文章 —

----

开始时,手工写HTML的标签解析,部分代码如下:
/**
* 获取Href List分析结果
*
* @return List<String>
* @throws IOException
*/
public List<String> getHrefList() throws IOException {
Set<String> rawHrefList = parseHref();
hrefList = rewriteHref(rawHrefList);
return hrefList;
}
/**
* 解析网页链接
*
* @return List<String>
* @throws IOException
*/
private List<String> parserHref() throws IOException {
List<String> rawHrefList = new ArrayList<String>();
URL url = new URL(parentUrl);
HttpURLConnection connection = (HttpURLConnection) url.openConnection();
connection.setDoOutput(true);
InputStreamReader isr = new InputStreamReader(
connection.getInputStream(), getCharset(connection.getContentType()));
BufferedReader br = new BufferedReader(isr);
String str = null;
List<String> rs = null;
while ((str = br.readLine()) != null) {
rs = getHref(str);
if (rs != null)

----

数据清单 —
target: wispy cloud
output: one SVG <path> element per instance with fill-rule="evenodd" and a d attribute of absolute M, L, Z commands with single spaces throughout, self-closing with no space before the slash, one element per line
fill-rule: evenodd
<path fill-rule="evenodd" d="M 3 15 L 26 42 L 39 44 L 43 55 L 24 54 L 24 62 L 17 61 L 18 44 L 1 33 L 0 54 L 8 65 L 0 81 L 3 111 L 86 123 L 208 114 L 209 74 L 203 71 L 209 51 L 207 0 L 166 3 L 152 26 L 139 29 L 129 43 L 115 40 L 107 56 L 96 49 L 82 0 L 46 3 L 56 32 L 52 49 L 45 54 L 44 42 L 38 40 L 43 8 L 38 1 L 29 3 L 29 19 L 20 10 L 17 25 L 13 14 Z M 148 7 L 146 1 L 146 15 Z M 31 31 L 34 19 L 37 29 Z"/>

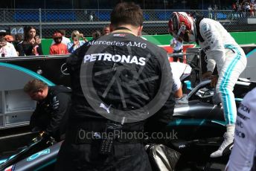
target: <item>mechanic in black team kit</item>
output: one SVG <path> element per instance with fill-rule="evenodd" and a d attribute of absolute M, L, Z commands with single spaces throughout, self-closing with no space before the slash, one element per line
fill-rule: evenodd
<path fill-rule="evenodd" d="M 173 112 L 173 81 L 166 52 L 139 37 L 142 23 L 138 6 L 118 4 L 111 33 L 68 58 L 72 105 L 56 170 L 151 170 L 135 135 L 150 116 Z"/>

----

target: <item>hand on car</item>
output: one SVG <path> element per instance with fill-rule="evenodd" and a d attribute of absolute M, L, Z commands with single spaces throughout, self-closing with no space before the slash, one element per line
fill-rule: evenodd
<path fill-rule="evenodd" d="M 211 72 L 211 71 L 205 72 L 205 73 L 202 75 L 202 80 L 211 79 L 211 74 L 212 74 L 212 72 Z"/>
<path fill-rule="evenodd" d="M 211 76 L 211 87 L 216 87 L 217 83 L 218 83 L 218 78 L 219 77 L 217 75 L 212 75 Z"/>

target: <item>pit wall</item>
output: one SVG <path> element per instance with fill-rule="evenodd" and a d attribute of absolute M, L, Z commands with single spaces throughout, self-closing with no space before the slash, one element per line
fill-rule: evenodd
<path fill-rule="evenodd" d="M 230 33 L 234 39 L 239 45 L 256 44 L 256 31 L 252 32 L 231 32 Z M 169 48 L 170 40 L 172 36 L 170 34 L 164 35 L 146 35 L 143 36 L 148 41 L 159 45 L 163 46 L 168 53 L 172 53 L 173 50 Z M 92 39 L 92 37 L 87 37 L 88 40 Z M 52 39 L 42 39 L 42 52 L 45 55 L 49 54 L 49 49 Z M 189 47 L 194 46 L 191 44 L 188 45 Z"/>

----

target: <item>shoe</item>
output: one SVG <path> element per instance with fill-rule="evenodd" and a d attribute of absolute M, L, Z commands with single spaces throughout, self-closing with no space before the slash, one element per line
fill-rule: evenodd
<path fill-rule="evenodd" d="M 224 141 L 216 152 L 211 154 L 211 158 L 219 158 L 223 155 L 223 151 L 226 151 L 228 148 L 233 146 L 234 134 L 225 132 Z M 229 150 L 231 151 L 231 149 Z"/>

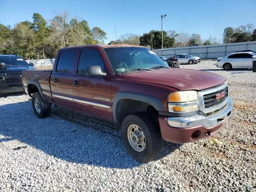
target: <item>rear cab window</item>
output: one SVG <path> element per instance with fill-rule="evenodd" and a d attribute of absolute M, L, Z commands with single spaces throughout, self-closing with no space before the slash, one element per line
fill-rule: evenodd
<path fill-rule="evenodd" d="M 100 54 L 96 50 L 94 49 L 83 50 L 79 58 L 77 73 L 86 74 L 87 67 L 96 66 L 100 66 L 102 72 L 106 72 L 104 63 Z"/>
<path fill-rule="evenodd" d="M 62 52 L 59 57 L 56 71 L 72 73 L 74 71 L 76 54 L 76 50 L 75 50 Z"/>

----

任务 —
1. 请原样抄写清单里的一段：从包含“target: <item>rear cab window</item>”的那一行开始，到包含“62 52 L 59 57”的那一行结束，首尾两行都要包括。
2. 关于手工解析HTML链接的文章写到最后一行就停了，请从那里往下续写。

答案 —
1.
target: <item>rear cab window</item>
output: one SVG <path> element per instance with fill-rule="evenodd" and a d attribute of absolute M, L, Z commands with single spaces throughout, self-closing with no space before the slash, one element per line
fill-rule: evenodd
<path fill-rule="evenodd" d="M 100 54 L 96 50 L 94 49 L 83 50 L 79 58 L 77 73 L 86 74 L 87 67 L 96 66 L 100 66 L 102 72 L 106 72 L 104 63 Z"/>
<path fill-rule="evenodd" d="M 62 52 L 59 57 L 56 71 L 72 73 L 74 71 L 76 54 L 76 50 L 75 50 Z"/>

2.
rawHrefList.addAll(rs);
}
br.close();
isr.close();
connection.disconnect();
return rawHrefList;
}
/**
* 获取网页编码方式
*
* @param str
* @return String
*/
private String getCharset(String str) {
Pattern pattern = Pattern.compile("charset=.*");
Matcher matcher = pattern.matcher(str);
if (matcher.find())
return matcher.group(0).split("charset=")[1];
return null;
}
/**
* 从一行字符串中读取多条链接
*
* @param str
* @return List<String>
*/
private List<String> getHref(String str) {
List<String> hrefSet = new ArrayList<String>();
Pattern pattern = Pattern.compile("href=\".*?\"");
final int URL_START_POSITION = 6;
while(str.length() > 0) {
Matcher matcher = pattern.matcher(str);
if (matcher.find()) {
// 从href中截取URL
hrefSet.add(matcher.group(0).substring(URL_START_POSITION, matcher.group(0).length()-1));
// 去掉已读取字符串
str = str.substring(matcher.end());
} else {
str = "";
}
}
if (hrefSet.size() > 0)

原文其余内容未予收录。